- Work order
Could you output the entries that follow exactly, omitting any pictures they contain?

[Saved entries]
________________

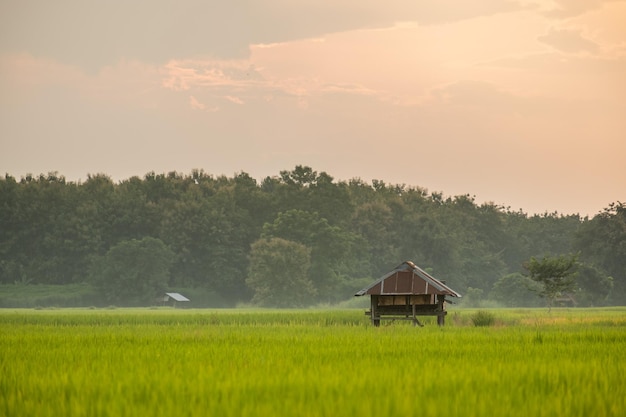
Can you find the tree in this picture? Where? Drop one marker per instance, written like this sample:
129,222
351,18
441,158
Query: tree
602,243
555,274
279,273
133,271
513,290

________________

- Task solution
Can you find the tree in this picture? Where? Drop one marker per instance, written like this sample:
129,222
351,18
441,158
Query: tree
602,243
555,274
279,273
133,271
513,290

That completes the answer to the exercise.